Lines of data

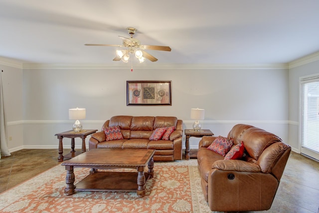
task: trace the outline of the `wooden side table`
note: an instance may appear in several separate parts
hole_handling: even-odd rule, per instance
[[[203,136],[212,136],[214,133],[211,132],[209,129],[201,130],[200,132],[193,132],[192,129],[185,129],[185,135],[186,136],[186,140],[185,141],[185,158],[186,160],[189,160],[190,158],[197,157],[197,151],[189,151],[189,138],[191,137],[195,137],[196,138],[201,138]]]
[[[64,158],[72,158],[83,153],[86,151],[85,147],[85,138],[86,136],[89,135],[91,135],[92,133],[94,133],[97,129],[95,130],[82,130],[80,132],[75,132],[73,130],[68,131],[66,132],[61,132],[61,133],[56,134],[55,136],[58,137],[59,139],[59,157],[58,157],[58,161],[63,161]],[[65,156],[63,156],[63,144],[62,143],[62,140],[63,138],[71,138],[71,152],[70,153],[66,155]],[[82,152],[76,152],[74,150],[74,147],[75,147],[75,143],[74,138],[82,138]]]

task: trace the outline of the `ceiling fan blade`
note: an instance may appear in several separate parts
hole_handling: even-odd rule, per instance
[[[114,58],[113,58],[113,60],[114,61],[120,61],[121,60],[121,58],[119,57],[115,56],[115,57]]]
[[[148,53],[146,51],[144,50],[142,50],[143,53],[143,56],[145,57],[148,59],[150,60],[151,61],[154,62],[157,61],[158,59],[156,58],[155,57],[153,56],[150,54]]]
[[[170,51],[171,49],[167,46],[157,46],[154,45],[141,45],[141,48],[144,49],[153,50]]]
[[[121,35],[119,35],[119,37],[120,37],[123,40],[123,42],[128,46],[134,46],[134,43],[130,38],[126,38]]]
[[[85,46],[123,46],[122,45],[119,44],[102,44],[98,43],[86,43]]]

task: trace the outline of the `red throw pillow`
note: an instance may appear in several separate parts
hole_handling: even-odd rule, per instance
[[[167,127],[166,129],[166,132],[163,135],[163,137],[161,138],[161,140],[164,140],[165,141],[169,141],[169,136],[171,134],[172,132],[174,132],[175,130],[175,126],[172,126],[169,127]]]
[[[242,141],[241,143],[234,146],[225,156],[226,160],[241,159],[244,155],[245,147]]]
[[[106,141],[123,139],[123,136],[119,126],[103,128],[103,131],[105,133]]]
[[[166,127],[160,127],[157,128],[149,139],[150,141],[158,141],[160,140],[162,136],[166,132]]]
[[[213,143],[207,147],[210,150],[225,157],[233,146],[233,140],[222,136],[218,136],[213,141]]]

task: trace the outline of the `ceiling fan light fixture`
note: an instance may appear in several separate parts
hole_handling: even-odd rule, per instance
[[[143,57],[143,53],[141,50],[136,50],[135,51],[135,57],[140,59]]]
[[[116,50],[116,55],[117,55],[120,58],[122,58],[122,57],[125,55],[125,50]]]
[[[140,58],[139,58],[139,60],[140,61],[140,63],[143,63],[144,61],[145,61],[145,58],[143,56],[142,56]]]
[[[123,62],[127,63],[129,62],[129,59],[130,59],[130,55],[128,54],[126,54],[122,57],[122,60]]]

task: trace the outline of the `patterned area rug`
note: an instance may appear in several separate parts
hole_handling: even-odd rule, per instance
[[[75,168],[75,183],[89,171]],[[0,212],[211,212],[201,191],[196,160],[156,162],[154,177],[148,182],[143,198],[136,192],[78,191],[66,196],[66,174],[59,165],[2,193]]]

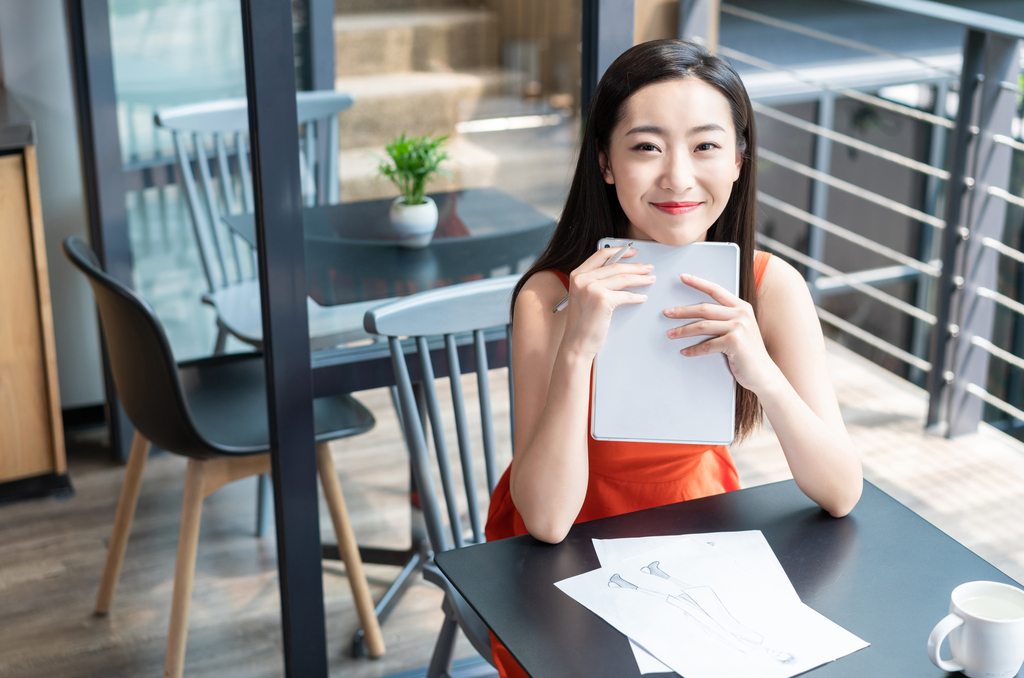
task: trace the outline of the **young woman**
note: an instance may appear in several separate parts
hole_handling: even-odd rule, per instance
[[[725,447],[594,440],[591,368],[615,307],[644,303],[655,276],[601,238],[740,248],[740,295],[689,276],[717,303],[664,309],[670,338],[709,337],[679,359],[724,353],[736,379],[736,437],[767,415],[800,489],[840,517],[860,498],[860,461],[840,416],[807,285],[755,252],[757,140],[742,82],[679,40],[637,45],[601,79],[551,243],[512,299],[515,456],[492,497],[488,540],[561,541],[573,522],[739,488]],[[627,290],[632,291],[627,291]],[[565,310],[552,309],[565,295]],[[637,398],[645,397],[642,390]],[[495,643],[503,673],[518,667]],[[503,658],[506,658],[503,661]]]

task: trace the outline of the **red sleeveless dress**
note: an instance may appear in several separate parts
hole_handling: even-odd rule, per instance
[[[761,286],[770,257],[767,252],[754,254],[756,287]],[[553,272],[568,289],[568,277],[560,271]],[[590,421],[589,415],[587,420]],[[573,524],[739,490],[739,475],[725,446],[627,442],[588,437],[587,498]],[[510,470],[505,469],[490,496],[484,531],[488,542],[527,534],[512,503]],[[503,678],[526,676],[494,634],[490,634],[490,649]]]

→ **Exercise directions**: Present the listing above as a Markdown table with the columns Row and Line, numbering each line and leaving out blank lines. Leave the pictures out of the answer.

→ **Answer to the exercise**:
| Row | Line |
|---|---|
| 1 | task: trace the outline of the `wooden side table` |
| 2 | note: an instance may appear in several separate parts |
| 3 | hole_handling: even-odd rule, per instance |
| 4 | [[[203,136],[212,136],[214,133],[211,132],[209,129],[201,130],[200,132],[193,132],[192,129],[185,129],[185,135],[186,136],[186,140],[185,141],[185,158],[186,160],[189,160],[190,158],[197,157],[197,151],[189,151],[189,138],[191,137],[195,137],[196,138],[201,138]]] |
| 5 | [[[64,158],[72,158],[83,153],[86,151],[85,147],[85,138],[86,136],[89,135],[91,135],[92,133],[94,133],[97,129],[95,130],[82,130],[80,132],[75,132],[73,130],[68,131],[66,132],[61,132],[61,133],[56,134],[55,136],[58,137],[59,139],[59,157],[58,157],[58,161],[63,161]],[[65,156],[63,156],[63,144],[62,143],[62,140],[63,138],[71,138],[71,152],[70,153],[66,155]],[[82,152],[76,152],[74,150],[74,147],[75,147],[75,143],[74,138],[82,138]]] |
| 6 | task: trace the outline of the `ceiling fan blade` |
| 7 | note: an instance may appear in several separate parts |
| 8 | hole_handling: even-odd rule, per instance |
| 9 | [[[114,58],[113,58],[113,60],[114,61],[120,61],[121,60],[121,58],[119,57],[115,56],[115,57]]] |
| 10 | [[[148,53],[146,51],[144,50],[142,50],[143,53],[143,56],[145,57],[148,59],[150,60],[151,61],[154,62],[157,61],[158,59],[156,58],[155,57],[153,56],[150,54]]] |
| 11 | [[[170,51],[171,49],[167,46],[157,46],[154,45],[141,45],[141,48],[144,49],[153,50]]] |
| 12 | [[[121,35],[119,35],[119,37],[120,37],[123,40],[123,42],[128,46],[134,46],[134,43],[130,38],[126,38]]] |
| 13 | [[[85,46],[123,46],[122,45],[119,44],[102,44],[98,43],[86,43]]] |
| 14 | task: trace the outline of the `red throw pillow` |
| 15 | note: an instance may appear in several separate parts |
| 16 | hole_handling: even-odd rule, per instance |
| 17 | [[[167,127],[166,129],[166,132],[163,135],[163,137],[161,138],[161,140],[164,140],[165,141],[169,141],[169,136],[171,134],[172,132],[174,132],[175,130],[175,126],[172,126],[169,127]]] |
| 18 | [[[242,141],[241,143],[234,146],[225,156],[226,160],[241,159],[244,155],[245,147]]] |
| 19 | [[[106,141],[123,139],[123,136],[119,126],[103,128],[103,131],[105,133]]] |
| 20 | [[[166,127],[160,127],[157,128],[149,139],[150,141],[158,141],[160,140],[162,136],[166,132]]] |
| 21 | [[[213,143],[207,147],[210,150],[225,157],[233,146],[233,140],[222,136],[218,136],[213,141]]] |
| 22 | task: trace the outline of the `ceiling fan light fixture` |
| 23 | note: an instance may appear in several separate parts |
| 24 | hole_handling: even-odd rule, per instance |
| 25 | [[[143,57],[143,53],[141,50],[136,50],[135,51],[135,57],[140,59]]] |
| 26 | [[[116,50],[116,55],[117,55],[120,58],[122,58],[122,57],[125,55],[125,50]]] |
| 27 | [[[140,58],[139,58],[139,60],[140,61],[140,63],[143,63],[144,61],[145,61],[145,58],[143,56],[142,56]]] |
| 28 | [[[123,62],[127,63],[129,62],[129,59],[130,59],[130,55],[128,54],[126,54],[122,57],[122,60]]] |
| 29 | task: trace the outline of the `patterned area rug` |
| 30 | note: an instance may appear in several separate parts |
| 31 | hole_handling: even-odd rule, per instance |
| 32 | [[[75,168],[75,183],[89,171]],[[0,212],[211,212],[201,191],[196,160],[156,162],[154,177],[148,182],[143,198],[136,192],[78,191],[66,196],[66,174],[59,165],[2,193]]] |
| 33 | task: trace the outline of the **young woman** |
| 34 | note: an instance may appear in several separate parts |
| 35 | hole_handling: even-odd rule, per instance |
| 36 | [[[725,447],[594,440],[591,368],[615,307],[644,303],[655,276],[601,238],[740,248],[740,295],[689,276],[717,303],[664,309],[670,338],[709,337],[679,359],[724,353],[736,379],[736,437],[767,415],[800,489],[840,517],[860,498],[860,461],[840,416],[807,285],[755,252],[757,140],[742,82],[679,40],[637,45],[601,79],[551,243],[512,299],[515,456],[492,497],[488,540],[561,541],[573,522],[739,488]],[[627,290],[632,291],[627,291]],[[565,310],[552,309],[565,295]],[[637,398],[645,397],[642,390]],[[495,643],[503,673],[518,667]],[[503,658],[506,658],[503,661]]] |
| 37 | task: trace the outline of the **red sleeveless dress** |
| 38 | note: an instance may appear in several separate parts |
| 39 | hole_handling: even-odd rule, per instance |
| 40 | [[[761,286],[770,257],[767,252],[754,254],[756,287]],[[553,272],[568,289],[568,277],[560,271]],[[590,421],[589,415],[587,420]],[[573,524],[739,490],[739,475],[725,446],[627,442],[588,437],[587,498]],[[510,470],[505,469],[490,496],[484,531],[488,542],[527,534],[512,503]],[[503,678],[526,676],[494,634],[490,634],[490,649]]] |